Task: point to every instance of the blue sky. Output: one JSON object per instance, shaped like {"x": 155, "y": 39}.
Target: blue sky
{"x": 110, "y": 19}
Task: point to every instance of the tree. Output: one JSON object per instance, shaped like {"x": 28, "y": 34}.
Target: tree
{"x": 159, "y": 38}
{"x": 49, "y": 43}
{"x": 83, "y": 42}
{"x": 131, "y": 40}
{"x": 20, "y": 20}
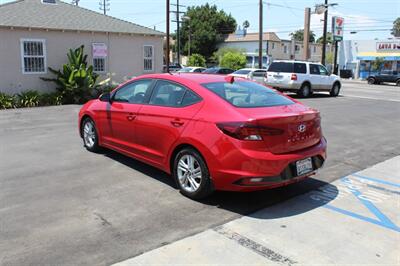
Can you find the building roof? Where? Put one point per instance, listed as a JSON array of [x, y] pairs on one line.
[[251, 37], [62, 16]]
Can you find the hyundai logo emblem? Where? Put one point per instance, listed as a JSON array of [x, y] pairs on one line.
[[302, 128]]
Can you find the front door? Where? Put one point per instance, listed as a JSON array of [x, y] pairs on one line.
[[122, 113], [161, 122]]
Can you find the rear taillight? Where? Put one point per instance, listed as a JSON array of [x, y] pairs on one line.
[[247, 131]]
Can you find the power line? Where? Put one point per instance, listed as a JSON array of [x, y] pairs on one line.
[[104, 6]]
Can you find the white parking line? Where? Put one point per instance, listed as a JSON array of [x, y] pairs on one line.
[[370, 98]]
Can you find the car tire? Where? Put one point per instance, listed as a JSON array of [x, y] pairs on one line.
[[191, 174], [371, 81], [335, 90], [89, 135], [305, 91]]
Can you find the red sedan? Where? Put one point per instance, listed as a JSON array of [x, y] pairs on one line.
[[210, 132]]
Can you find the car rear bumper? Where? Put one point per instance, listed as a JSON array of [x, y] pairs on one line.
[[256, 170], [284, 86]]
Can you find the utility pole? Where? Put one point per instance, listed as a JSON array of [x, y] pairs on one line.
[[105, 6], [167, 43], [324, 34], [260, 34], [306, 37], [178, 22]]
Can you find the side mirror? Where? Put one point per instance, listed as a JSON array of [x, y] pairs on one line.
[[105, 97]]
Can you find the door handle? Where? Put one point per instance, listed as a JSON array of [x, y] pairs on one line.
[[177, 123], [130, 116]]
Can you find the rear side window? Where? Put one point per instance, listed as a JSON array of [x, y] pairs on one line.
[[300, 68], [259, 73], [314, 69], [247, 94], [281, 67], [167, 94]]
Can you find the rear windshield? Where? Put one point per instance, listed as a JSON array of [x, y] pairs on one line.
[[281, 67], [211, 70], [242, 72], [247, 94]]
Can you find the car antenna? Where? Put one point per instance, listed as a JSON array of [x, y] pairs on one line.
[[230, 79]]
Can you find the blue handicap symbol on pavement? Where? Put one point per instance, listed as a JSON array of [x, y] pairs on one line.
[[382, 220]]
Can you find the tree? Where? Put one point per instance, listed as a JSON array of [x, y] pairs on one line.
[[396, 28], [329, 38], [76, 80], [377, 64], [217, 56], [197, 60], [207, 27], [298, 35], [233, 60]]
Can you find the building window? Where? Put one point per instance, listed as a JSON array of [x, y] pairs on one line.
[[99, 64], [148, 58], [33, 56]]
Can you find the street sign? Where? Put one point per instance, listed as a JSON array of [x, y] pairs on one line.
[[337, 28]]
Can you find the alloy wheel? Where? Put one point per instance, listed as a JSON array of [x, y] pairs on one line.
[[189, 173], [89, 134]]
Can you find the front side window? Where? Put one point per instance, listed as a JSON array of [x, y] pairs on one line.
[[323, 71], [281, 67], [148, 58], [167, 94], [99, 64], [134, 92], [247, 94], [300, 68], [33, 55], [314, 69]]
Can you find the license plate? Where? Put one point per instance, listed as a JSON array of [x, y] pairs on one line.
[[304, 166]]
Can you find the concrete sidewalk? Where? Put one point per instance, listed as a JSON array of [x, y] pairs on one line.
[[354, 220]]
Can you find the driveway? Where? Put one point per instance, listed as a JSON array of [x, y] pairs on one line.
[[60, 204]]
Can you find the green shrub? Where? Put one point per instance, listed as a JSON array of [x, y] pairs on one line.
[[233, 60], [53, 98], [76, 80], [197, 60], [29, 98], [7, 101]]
+ + + + + + +
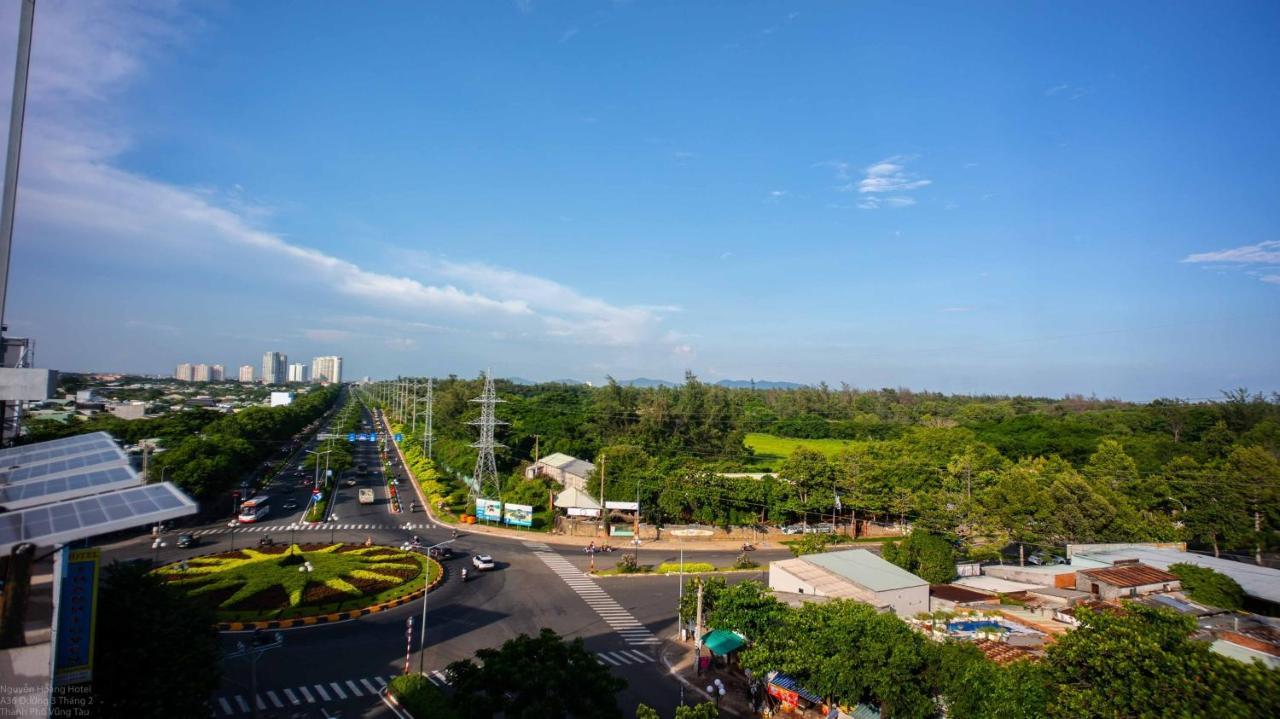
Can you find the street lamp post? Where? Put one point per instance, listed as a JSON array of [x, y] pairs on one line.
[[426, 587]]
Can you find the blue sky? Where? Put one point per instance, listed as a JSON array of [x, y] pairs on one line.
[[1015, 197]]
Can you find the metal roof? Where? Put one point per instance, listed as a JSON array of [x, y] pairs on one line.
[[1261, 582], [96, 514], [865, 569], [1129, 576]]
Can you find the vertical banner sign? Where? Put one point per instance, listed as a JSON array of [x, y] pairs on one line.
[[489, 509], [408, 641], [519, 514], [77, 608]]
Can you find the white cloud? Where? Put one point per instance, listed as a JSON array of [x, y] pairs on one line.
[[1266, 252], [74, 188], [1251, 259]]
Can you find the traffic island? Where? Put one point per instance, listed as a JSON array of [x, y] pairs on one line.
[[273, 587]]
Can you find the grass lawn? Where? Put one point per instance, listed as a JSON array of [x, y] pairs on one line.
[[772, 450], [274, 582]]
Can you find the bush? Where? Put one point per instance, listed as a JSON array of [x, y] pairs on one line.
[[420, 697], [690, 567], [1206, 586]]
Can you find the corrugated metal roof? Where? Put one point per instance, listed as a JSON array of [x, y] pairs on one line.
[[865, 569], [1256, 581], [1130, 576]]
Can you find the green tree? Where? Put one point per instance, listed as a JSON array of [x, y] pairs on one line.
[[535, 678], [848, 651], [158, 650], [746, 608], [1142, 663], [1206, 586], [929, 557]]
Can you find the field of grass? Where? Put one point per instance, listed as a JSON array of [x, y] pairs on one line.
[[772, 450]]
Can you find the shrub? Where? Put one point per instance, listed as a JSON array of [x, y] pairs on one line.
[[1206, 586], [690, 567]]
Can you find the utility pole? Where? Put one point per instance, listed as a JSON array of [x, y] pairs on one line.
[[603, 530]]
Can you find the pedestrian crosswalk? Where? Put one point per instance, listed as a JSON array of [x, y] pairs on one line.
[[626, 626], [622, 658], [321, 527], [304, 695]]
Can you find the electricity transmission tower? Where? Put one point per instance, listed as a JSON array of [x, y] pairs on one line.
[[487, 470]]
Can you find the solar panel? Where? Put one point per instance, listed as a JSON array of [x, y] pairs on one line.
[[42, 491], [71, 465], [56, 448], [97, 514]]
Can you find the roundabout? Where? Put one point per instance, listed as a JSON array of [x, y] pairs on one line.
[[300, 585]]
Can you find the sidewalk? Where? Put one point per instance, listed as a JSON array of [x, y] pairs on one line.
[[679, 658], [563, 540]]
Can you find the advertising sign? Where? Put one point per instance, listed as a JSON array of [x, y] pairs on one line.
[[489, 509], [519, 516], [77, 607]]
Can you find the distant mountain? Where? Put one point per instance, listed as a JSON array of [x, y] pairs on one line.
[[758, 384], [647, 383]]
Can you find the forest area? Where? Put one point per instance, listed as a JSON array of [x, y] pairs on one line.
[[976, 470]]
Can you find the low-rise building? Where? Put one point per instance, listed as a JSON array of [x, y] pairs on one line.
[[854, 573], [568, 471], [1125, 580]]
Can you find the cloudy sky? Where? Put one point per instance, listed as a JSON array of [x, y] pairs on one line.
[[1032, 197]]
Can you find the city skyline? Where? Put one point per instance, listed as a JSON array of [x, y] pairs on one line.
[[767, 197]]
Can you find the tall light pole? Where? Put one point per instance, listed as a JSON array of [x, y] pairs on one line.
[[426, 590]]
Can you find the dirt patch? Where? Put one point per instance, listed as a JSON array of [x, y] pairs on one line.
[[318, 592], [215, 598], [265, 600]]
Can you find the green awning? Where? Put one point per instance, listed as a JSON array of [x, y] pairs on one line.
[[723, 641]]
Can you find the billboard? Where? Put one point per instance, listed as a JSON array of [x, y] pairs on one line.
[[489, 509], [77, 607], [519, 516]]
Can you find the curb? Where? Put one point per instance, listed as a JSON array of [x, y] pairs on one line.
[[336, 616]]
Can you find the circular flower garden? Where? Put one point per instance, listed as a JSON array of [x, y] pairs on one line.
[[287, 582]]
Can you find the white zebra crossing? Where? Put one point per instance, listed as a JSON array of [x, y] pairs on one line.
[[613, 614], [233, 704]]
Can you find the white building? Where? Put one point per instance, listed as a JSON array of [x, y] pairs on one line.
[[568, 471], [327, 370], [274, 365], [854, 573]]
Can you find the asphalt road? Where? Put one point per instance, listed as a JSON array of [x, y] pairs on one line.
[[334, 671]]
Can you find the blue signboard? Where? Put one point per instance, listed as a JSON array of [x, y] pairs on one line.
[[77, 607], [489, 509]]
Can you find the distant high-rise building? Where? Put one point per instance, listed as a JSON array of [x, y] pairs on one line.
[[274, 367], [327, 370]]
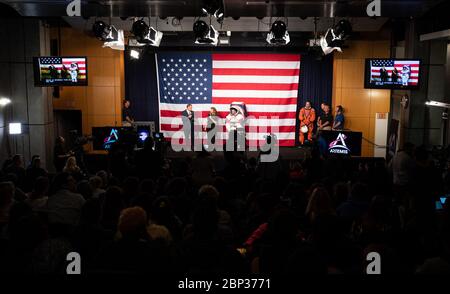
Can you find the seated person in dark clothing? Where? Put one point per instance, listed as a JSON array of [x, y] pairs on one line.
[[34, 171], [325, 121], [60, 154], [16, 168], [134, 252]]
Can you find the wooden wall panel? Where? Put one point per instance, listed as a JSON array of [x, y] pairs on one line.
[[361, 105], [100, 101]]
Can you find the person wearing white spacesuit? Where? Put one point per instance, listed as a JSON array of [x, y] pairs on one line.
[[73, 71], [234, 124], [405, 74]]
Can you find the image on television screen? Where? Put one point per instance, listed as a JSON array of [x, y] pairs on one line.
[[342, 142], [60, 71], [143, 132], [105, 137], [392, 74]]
+ + + + + + +
Set task – Copy out the rows above exactly as they appear, everything from the one containing "Task: point to every instance of the blue" down to the one containing "[[210, 132]]", both included. Leave out the picture.

The completed task –
Task: point to every instance of the blue sky. Output: one JSON object per instance, shaped like {"x": 155, "y": 39}.
Target: blue sky
{"x": 110, "y": 19}
Task: point to every instance of the tree. Output: one JSON object per instance, shaped like {"x": 28, "y": 34}.
Target: tree
{"x": 159, "y": 38}
{"x": 49, "y": 43}
{"x": 83, "y": 42}
{"x": 131, "y": 40}
{"x": 20, "y": 20}
Can you find the building roof? Where? Put one point per instance, listed as a JSON array of [x, y] pairs on one line.
[[251, 37], [62, 16]]
Can you find the hyundai logo emblem? Where? Put one point per instance, listed as a JSON array of [x, y] pairs on one line.
[[302, 128]]
Can you find the front door? Where? Put one point per instance, listed as a JSON array of [x, y] pairs on one line.
[[122, 113], [161, 122]]
Can you find the rear taillight? Where? Put one point per instance, listed as a JSON array of [x, y] pairs on one line.
[[247, 131]]
Can you find the power line? Where? Put one point per instance, listed as a JSON array of [x, y] pairs on one line.
[[104, 6]]
Can you find the white parking line? Where? Put one point per instance, listed as a JSON array of [x, y] pairs on one line.
[[370, 98]]
Can you find the car tire? Where? Put one point per instance, listed as a JSON array of [x, y] pairs on one line.
[[191, 174], [371, 81], [335, 90], [89, 135], [305, 91]]
Can you find the red sedan? Where? Put one point per instance, listed as a JSON array of [x, y] pairs on one line.
[[210, 132]]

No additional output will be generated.